Collected data:
- - - -
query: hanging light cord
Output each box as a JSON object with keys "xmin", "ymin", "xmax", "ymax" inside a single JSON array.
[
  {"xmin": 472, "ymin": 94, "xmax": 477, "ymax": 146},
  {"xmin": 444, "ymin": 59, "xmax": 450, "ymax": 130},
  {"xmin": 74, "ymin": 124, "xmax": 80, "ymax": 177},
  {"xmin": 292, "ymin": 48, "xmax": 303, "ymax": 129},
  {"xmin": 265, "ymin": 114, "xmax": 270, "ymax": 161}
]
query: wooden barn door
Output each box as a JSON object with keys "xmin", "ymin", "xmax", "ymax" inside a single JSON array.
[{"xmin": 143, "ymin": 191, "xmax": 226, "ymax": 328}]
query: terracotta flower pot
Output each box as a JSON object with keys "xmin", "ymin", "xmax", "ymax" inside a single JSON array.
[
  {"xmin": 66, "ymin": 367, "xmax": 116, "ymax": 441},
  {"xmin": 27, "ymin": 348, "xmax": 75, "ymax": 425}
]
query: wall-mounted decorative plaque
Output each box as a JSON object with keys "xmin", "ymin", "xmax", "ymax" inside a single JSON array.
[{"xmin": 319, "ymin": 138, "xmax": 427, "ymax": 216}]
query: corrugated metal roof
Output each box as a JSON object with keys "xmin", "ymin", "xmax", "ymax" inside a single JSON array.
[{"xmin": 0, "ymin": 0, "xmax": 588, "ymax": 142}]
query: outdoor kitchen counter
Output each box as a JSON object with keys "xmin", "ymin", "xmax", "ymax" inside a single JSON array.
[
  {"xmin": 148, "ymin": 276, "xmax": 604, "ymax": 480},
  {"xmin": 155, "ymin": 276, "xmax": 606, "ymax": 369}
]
- - - -
ASSIGNMENT:
Give the number of lines in the records that contain the string "query", with no other output.

SOLUTION TO THIS EXERCISE:
6